Well, I was hoping that Jay would pick up the ball on this as I suspect that he could give a better answer than me. Here's my opinion, which is as much assumption as fact.

1. Much of China's steel-making capacity was paid for with government money (assumption) and the companies that have that capacity do not reflect the cost of that capacity - i.e. capital equipment depreciation - in their steel pricing (assumption).
2. Labor in China is very cheap (fact), though I suspect that in the major industrial centers it is not quite as cheap as we might think (assumption). This reduces the cost of Chinese products at every step of the value chain, from iron ore to finished industrial fastener.
3. Labor is indirectly subsidized by factors that are peculiar to the hybrid communist/capitalist system in China. For example, I suspect that many Chinese workers still live in housing that is paid for in full or in part by the government (assumption).

§ **STORED DATA**:
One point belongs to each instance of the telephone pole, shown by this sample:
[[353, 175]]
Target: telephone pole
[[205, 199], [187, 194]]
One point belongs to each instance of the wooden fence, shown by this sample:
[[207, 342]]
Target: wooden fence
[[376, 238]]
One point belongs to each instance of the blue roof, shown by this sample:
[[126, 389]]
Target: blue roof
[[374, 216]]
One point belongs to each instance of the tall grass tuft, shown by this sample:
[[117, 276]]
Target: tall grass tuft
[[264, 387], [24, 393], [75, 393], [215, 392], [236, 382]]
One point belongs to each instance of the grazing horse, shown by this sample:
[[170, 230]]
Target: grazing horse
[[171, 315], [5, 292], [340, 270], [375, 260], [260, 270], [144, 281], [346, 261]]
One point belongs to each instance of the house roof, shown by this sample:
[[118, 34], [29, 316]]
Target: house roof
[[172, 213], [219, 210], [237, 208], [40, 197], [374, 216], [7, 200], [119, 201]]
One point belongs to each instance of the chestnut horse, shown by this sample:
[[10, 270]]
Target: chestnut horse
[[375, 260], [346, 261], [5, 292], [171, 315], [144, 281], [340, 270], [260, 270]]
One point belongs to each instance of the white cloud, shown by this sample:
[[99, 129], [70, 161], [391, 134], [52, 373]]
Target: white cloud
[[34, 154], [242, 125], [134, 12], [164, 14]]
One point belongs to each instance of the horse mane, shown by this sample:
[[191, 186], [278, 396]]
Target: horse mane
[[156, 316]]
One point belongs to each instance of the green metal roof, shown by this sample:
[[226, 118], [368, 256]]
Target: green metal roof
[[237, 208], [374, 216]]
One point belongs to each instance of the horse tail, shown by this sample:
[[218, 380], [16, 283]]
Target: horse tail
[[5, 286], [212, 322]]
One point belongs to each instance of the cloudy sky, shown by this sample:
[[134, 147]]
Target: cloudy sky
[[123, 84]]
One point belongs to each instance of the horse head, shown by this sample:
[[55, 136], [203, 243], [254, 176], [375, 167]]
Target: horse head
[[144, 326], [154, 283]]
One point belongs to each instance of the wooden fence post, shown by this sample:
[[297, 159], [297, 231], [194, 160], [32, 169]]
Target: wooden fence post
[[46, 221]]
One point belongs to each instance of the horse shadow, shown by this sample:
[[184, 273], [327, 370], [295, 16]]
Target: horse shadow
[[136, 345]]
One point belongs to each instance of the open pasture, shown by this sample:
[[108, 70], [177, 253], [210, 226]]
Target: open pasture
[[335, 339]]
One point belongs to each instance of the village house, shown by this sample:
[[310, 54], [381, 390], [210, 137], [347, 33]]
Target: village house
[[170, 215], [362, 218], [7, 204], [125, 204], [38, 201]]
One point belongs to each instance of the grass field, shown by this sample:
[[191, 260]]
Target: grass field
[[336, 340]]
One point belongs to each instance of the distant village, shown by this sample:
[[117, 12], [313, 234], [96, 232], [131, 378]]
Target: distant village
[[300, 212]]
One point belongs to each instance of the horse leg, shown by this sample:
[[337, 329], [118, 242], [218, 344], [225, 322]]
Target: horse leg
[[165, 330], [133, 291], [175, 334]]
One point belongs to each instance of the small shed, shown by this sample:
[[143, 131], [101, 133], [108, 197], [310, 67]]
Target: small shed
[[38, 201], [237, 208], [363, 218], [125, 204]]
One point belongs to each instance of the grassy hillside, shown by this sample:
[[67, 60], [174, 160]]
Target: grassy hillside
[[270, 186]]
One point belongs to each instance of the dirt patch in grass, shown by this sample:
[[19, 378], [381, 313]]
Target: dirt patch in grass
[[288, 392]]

§ **TO-DO LIST**:
1 - Using the post on Chinese steel costs, can you answer these?
(a) Whom did the writer hope would pick up the ball?
(b) What cost does the writer assume Chinese steel companies leave out of their steel pricing?
(c) What example does the writer give of labor being indirectly subsidized?
2 - Could you extend the post on Chinese steel costs past its last numbered point?

§ **RESULTS OF THE EXERCISE**:
1 -
(a) Jay.
(b) The cost of their steel-making capacity, i.e. capital equipment depreciation.
(c) Many Chinese workers may still live in housing paid for in full or in part by the government.

2 -
4. Companies do not carry the indirect cost burden that American companies carry - e.g. payroll taxes, health insurance, OSHA compliance, etc. (assumption).

Beyond these factors, it is possible to speculate on what the Chinese government may or may not be doing. A large percentage of their currency reserves is in US dollars. I have no idea as to whether the government does anything to directly subsidize exporters that are paid in US dollars.

One more fact. My primary Chinese supplier has just purchased a very expensive state-of-the-art machine tool, manufactured in Italy, that will give them a production capability that is second to none.

Jay - opinions, please.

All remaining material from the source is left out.